▶ _Texte de la page_:

+++

1.2. Il ressort du dossier que le demandeur a déposé principalement une requête intitulée " de mesures provisionnelles et de mesures superprovisionnelles " tendant à l'expulsion du défendeur, en se fondant principalement sur l'art. 927 CC avec référence à FRANÇOIS BOHNET, Actions civiles, 2014, no 17 ad § 39 et no 15 ad § 54, lequel admet que, si les conditions en sont remplies, l'action possessoire de l'art. 927 CC peut être accordée à l'occasion du procès au fond en revendication comme une mesure provisionnelle  sui generis; subsidiairement, " même si, par impossible, [le président du tribunal] devait estimer que l'action possessoire basée sur l'art. 927 CC n'était pas donnée en l'espèce ", le demandeur a conclu au prononcé de mesures provisionnelles avant introduction de l'action pétitoire, en se prévalant des art. 937 CC (recte: art. 641 al. 2 CC) et 261 ss CPC.

+++

(Lignes de données sur l'emplacement des objets)
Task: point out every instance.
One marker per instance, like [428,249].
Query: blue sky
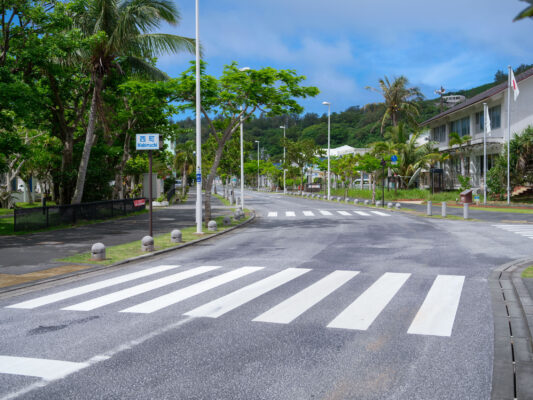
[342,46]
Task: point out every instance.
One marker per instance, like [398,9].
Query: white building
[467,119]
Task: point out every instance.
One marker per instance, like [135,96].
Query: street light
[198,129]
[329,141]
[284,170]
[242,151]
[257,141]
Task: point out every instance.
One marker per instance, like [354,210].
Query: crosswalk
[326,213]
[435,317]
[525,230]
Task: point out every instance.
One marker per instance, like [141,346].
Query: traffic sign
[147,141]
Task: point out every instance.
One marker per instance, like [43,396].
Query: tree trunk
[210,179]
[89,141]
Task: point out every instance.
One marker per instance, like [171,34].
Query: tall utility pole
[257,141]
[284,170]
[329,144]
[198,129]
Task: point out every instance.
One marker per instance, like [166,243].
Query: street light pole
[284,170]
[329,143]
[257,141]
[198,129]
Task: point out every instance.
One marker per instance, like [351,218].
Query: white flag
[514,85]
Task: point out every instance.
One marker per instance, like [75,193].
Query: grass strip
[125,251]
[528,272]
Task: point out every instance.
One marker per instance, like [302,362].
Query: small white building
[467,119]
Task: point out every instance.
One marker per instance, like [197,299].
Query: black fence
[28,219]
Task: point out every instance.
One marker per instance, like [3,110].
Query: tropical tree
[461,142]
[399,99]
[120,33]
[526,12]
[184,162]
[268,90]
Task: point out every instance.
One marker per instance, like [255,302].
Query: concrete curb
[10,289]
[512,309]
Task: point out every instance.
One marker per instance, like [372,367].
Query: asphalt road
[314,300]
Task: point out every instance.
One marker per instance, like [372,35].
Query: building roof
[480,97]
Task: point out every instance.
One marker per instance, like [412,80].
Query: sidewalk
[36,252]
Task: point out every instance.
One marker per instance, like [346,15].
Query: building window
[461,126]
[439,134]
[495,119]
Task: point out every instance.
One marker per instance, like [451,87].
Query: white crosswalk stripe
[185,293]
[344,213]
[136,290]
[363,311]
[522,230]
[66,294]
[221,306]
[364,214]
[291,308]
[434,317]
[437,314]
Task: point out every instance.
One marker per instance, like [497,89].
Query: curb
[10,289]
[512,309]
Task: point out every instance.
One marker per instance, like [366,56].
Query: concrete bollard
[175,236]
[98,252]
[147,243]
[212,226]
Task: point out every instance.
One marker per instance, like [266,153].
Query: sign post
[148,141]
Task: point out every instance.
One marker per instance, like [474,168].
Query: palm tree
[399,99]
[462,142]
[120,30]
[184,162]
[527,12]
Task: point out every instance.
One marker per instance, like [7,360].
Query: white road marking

+++

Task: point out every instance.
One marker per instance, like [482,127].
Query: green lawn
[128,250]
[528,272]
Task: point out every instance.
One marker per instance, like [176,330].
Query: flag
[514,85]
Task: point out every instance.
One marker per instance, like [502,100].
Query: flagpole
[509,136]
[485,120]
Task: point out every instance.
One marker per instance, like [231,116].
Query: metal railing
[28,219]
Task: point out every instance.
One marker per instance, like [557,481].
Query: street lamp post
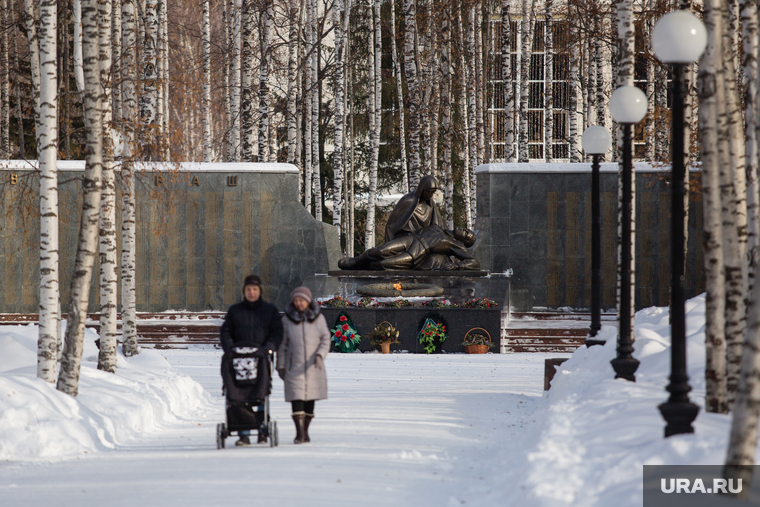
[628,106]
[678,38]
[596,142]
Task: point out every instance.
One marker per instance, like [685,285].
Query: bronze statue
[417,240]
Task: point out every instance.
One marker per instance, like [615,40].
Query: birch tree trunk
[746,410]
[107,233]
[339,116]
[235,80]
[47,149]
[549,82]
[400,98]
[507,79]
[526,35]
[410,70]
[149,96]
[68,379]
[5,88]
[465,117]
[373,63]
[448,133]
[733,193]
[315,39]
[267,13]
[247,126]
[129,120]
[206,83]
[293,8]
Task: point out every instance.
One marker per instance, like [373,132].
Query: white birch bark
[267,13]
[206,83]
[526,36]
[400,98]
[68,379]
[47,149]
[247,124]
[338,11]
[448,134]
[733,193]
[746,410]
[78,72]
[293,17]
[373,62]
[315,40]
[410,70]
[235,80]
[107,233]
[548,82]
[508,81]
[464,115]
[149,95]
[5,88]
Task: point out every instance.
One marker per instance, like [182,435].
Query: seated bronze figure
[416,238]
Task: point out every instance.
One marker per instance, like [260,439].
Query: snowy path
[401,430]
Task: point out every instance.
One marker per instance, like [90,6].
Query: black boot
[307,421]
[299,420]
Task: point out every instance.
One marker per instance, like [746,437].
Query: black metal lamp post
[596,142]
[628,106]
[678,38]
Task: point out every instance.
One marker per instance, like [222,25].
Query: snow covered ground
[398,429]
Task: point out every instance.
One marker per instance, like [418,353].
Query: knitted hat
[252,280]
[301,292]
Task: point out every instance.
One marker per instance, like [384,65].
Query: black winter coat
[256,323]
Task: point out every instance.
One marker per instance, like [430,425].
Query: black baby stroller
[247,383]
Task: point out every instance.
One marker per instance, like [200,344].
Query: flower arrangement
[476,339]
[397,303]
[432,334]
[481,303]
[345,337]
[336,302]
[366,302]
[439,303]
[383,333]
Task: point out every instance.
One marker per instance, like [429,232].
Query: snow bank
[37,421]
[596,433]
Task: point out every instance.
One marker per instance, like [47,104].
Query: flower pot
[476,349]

+++

▶ _Exercices proposés_:
- 1) Recopiez fidèlement le passage du texte sur la requête d'expulsion qui va de « 1.2. Il ressort du » jusqu'à « 261 ss CPC. ».
- 2) Poursuivez le texte sur la requête d'expulsion au-delà de sa dernière phrase.

▶ _Corrigé des exercices_:
- 1)
1.2. Il ressort du dossier que le demandeur a déposé principalement une requête intitulée " de mesures provisionnelles et de mesures superprovisionnelles " tendant à l'expulsion du défendeur, en se fondant principalement sur l'art. 927 CC avec référence à FRANÇOIS BOHNET, Actions civiles, 2014, no 17 ad § 39 et no 15 ad § 54, lequel admet que, si les conditions en sont remplies, l'action possessoire de l'art. 927 CC peut être accordée à l'occasion du procès au fond en revendication comme une mesure provisionnelle  sui generis; subsidiairement, " même si, par impossible, [le président du tribunal] devait estimer que l'action possessoire basée sur l'art. 927 CC n'était pas donnée en l'espèce ", le demandeur a conclu au prononcé de mesures provisionnelles avant introduction de l'action pétitoire, en se prévalant des art. 937 CC (recte: art. 641 al. 2 CC) et 261 ss CPC.

- 2)
Autrement dit, le demandeur a introduit, principalement, une action possessoire, avant procès au fond et, subsidiairement, des mesures provisionnelles au sens des art. 261 ss CPC dans le cadre d'une action pétitoire de l'art. 641 al. 2 CC qui serait introduite ultérieurement. 
 
1.3. En tant qu'elle statue (subsidiairement) sur une requête de mesures provisionnelles (art. 261 ss CPC), à savoir sur l'expulsion du défendeur avant l'introduction de l'action (pétitoire) en revendication (art. 641 al. 2 CC), la décision attaquée est une décision incidente au sens de l'art. 93 al. 1 let. a LTF. Le recours est irrecevable à cet égard, faute pour le recourant d'avoir démontré que cette décision serait susceptible de lui causer un préjudice (juridique) irréparable (art. 93 al. 1 let. a LTF), étant rappelé que le risque d'être exposé à une perte en argent n'est pas un préjudice juridique au sens de cette disposition (ATF 138 III 76 consid. 1.2; 137 III 324 consid. 1.1; 134 I 83 consid. 3.1; arrêts 4A_585/2014 du 27 novembre 2014 consid. 1.1 et 4A_32/2017 du 9 février 2017 consid. 1.1 et les arrêts cités).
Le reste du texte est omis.